— START OF EXTRACTED ENTRIES —
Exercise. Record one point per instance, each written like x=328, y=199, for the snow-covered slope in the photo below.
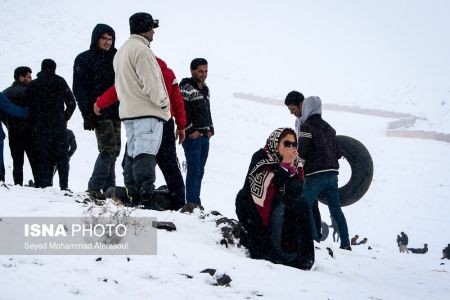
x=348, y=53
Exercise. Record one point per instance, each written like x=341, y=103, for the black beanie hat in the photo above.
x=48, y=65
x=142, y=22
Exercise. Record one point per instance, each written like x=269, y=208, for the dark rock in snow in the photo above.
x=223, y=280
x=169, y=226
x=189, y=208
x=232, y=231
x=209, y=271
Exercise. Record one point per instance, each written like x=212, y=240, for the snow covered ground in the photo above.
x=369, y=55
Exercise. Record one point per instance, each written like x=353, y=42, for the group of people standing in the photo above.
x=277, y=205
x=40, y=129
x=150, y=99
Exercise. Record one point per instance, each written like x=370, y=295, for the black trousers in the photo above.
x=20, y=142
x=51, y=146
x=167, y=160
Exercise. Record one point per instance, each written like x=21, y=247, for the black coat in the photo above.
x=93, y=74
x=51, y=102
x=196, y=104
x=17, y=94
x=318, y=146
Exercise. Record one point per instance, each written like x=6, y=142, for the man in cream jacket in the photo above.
— END OF EXTRACTED ENTRIES —
— START OF EXTRACTED ENTRIES —
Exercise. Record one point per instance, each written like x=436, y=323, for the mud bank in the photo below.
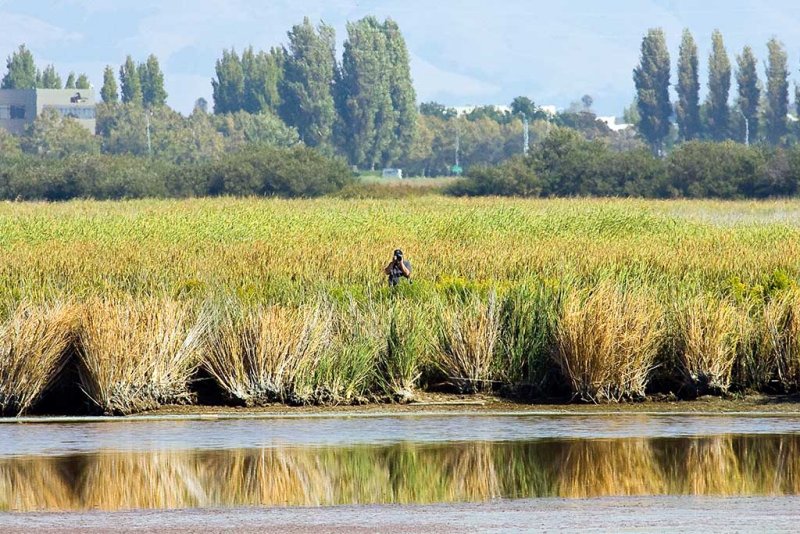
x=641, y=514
— END OF EXTRACTED ENTRIES —
— START OF EXTRACTED ENTRIES —
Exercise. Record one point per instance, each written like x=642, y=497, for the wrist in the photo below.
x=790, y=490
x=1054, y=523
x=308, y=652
— END OF EXTRACTED ENTRIES —
## WHAT YOU SHOULD DO
Rewrite the data from the line containing "trousers in the photo above." through the line containing "jacket in the photo above.", inclusive, changing "black coat" to "dark coat" and leaving everything else as it is.

## OUTPUT OF THE TASK
Exercise. Record one point per instance, each written like x=370, y=295, for the black trousers in the photo above.
x=20, y=142
x=51, y=146
x=167, y=160
Exercise. Record one point per instance, each written like x=21, y=247, for the dark coat in the photo above.
x=93, y=74
x=51, y=102
x=196, y=104
x=17, y=94
x=318, y=146
Exercise. Record one point per instance, each written like x=6, y=142, for the man in cream jacket in the photo above.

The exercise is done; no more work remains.